▸ **Data for this exercise**
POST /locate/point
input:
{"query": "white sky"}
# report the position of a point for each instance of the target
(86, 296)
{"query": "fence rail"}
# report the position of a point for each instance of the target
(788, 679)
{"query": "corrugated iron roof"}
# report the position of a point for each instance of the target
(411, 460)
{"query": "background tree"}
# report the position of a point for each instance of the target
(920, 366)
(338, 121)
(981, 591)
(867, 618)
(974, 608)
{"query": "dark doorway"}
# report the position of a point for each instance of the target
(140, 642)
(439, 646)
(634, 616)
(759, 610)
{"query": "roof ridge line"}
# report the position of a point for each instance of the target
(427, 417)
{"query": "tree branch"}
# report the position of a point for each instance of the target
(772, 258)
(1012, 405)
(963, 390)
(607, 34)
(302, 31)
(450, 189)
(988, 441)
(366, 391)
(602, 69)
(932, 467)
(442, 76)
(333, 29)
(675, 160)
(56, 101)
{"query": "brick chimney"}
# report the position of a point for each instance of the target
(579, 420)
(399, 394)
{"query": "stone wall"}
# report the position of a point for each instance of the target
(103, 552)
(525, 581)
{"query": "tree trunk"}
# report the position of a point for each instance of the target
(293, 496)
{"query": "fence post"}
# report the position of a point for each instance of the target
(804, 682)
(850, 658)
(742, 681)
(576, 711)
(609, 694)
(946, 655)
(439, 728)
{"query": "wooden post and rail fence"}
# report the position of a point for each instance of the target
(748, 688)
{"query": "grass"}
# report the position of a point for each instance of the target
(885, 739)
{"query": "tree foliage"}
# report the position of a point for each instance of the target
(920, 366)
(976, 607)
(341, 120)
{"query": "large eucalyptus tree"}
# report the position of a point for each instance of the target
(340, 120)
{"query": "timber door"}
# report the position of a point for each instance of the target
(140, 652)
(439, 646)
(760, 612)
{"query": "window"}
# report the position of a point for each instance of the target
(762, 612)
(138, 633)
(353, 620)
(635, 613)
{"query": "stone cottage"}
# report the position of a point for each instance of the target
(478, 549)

▸ **Required work**
Select every line above that contains the word "stone" and copy each of those lines. Case matters.

▸ **Exercise result**
{"query": "stone wall"}
{"query": "stone cottage"}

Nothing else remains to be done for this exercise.